TEXTO DE ESTUDIO
En 1954, los Estados Unidos le negaron la visa al escritor de izquierda Joao Lins de Rego. Los ánimos en Brasil estaban caldeados y con la Conferencia Internacional de Escritores, a realizarse en São Paulo, el Departamento de Estado convenció a Faulkner de que su asistencia sería definitiva para el servicio del país. Al final del viaje, Faulkner escribió al Departamento de Estado preguntando «en qué otras posibilidades o situaciones a futuro, etc., podría ayudar a darles a personas de otros países una idea más certera, a la que algunas veces tienen, sobre lo que los Estados Unidos es en realidad».
En 1955, el escritor asistió a un seminario de literatura estadounidense en Japón. Faulkner, quien tenía problemas con el alcohol, aterrizó borracho. Desagradado por su comportamiento, el embajador estadounidense ordenó enviarlo de regreso a casa. Sin embargo, Faulkner se presentó al seminario, donde los japoneses estuvieron más sorprendidos con la aprehensión que en su comitiva provocaba el comportamiento del escritor que en el hecho de que Faulkner hubiese bebido en exceso. Faulkner escribió dos textos: «Para la juventud de Japón», convertido en un panfleto traducido, e «Impresiones de Japón», posteriormente producido como película por la Agencia de Información (USIA, por sus siglas en inglés). Aunque estaba encantado con Faulkner, el Departamento de Estado elaboró una Guía de recomendaciones para manejar al señor William Faulkner durante viajes oficiales.

PARTES DEL EJERCICIO
- 1) Repite sin cambios el pasaje del texto sobre Faulkner que va desde «En 1955, el» hasta «durante viajes oficiales.».
- 2) Escribe la parte siguiente del texto sobre Faulkner, a partir de su última oración.
Los ítems que aparecen a continuación no hacen falta.

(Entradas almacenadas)
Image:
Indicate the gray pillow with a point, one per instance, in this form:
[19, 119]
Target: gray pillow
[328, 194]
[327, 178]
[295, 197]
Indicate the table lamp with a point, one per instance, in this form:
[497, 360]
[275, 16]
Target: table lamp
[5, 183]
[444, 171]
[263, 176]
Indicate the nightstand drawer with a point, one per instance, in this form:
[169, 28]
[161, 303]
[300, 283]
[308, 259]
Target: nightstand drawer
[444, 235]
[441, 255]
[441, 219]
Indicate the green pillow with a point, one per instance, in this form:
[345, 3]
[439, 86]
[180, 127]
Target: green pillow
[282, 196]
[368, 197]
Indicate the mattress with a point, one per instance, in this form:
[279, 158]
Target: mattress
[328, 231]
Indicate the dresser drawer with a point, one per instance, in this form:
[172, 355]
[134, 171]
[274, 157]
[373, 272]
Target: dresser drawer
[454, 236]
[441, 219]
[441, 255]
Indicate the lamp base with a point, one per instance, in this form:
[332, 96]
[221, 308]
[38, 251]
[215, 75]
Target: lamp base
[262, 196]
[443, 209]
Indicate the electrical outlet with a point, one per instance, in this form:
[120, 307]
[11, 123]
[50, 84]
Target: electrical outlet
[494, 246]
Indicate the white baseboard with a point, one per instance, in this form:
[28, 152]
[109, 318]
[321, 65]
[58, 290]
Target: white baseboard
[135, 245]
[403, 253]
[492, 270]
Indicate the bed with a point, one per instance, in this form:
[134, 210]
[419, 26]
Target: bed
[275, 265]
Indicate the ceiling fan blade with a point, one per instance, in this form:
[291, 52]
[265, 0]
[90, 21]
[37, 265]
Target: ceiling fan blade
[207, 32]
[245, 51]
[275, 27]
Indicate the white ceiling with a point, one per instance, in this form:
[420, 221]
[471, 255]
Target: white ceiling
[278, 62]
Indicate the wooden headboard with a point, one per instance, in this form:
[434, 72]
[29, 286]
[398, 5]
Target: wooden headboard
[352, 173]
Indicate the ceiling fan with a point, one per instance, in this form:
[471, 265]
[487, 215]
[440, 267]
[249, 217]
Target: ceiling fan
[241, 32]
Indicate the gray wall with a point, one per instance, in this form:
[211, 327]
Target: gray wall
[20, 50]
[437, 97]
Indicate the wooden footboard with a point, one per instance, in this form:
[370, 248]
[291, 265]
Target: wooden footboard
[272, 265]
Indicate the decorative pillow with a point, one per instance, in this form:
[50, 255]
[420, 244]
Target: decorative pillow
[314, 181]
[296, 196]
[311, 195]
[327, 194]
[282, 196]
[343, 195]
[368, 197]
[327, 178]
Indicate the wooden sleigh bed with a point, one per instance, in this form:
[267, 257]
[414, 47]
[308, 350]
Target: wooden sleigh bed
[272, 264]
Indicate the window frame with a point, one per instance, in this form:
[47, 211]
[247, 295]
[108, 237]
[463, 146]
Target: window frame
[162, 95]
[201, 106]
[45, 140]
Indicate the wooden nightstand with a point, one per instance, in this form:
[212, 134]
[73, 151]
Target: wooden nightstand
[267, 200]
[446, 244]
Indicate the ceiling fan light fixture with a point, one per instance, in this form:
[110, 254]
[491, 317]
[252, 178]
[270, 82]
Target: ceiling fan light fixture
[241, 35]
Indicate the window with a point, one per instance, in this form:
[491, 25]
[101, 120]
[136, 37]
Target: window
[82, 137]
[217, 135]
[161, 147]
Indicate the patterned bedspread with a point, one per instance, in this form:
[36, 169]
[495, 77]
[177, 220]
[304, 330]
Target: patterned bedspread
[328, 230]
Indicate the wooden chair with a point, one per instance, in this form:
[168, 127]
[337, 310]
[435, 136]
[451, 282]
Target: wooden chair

RESPUESTAS ESCRITAS
- 1)
En 1955, el escritor asistió a un seminario de literatura estadounidense en Japón. Faulkner, quien tenía problemas con el alcohol, aterrizó borracho. Desagradado por su comportamiento, el embajador estadounidense ordenó enviarlo de regreso a casa. Sin embargo, Faulkner se presentó al seminario, donde los japoneses estuvieron más sorprendidos con la aprehensión que en su comitiva provocaba el comportamiento del escritor que en el hecho de que Faulkner hubiese bebido en exceso. Faulkner escribió dos textos: «Para la juventud de Japón», convertido en un panfleto traducido, e «Impresiones de Japón», posteriormente producido como película por la Agencia de Información (USIA, por sus siglas en inglés). Aunque estaba encantado con Faulkner, el Departamento de Estado elaboró una Guía de recomendaciones para manejar al señor William Faulkner durante viajes oficiales.

- 2)
En Islandia, también en 1955, le preguntaron por los inconvenientes de mantener tropas estadounidenses en un país tan pequeño. Faulkner aclaró que los soldados, técnicamente, eran de la OTAN. «Además», continuó, «¿acaso no es mejor tener fuerzas estadounidenses en nombre de la libertad que tropas rusas en nombre de la agresión y la violencia?».
Su último viaje como embajador fue en 1961. En Caracas, durante la celebración del sesquicentenario de la independencia de Venezuela, recibió la Orden Andrés Bello. Hugh Jencks, oficial cultural de la embajada, manifestó que el viaje fue un «éxito incalificable. Los líderes venezolanos están, en su mayoría, predispuestos con posiciones antiestadounidenses, son creyentes en el principio comunista de que los Estados Unidos es un país prioritariamente materialista y sin logros culturales. Traer a una figura de la talla de Faulkner fue una refutación de este punto de vista».
También visitó Filipinas, Italia, Alemania, Francia e Inglaterra. El único país al que se rehusó visitar fue la Unión Soviética, aduciendo que condonar al gobierno ruso sería una traición a Dostoyevski, Tolstói, Chejov y Gogol.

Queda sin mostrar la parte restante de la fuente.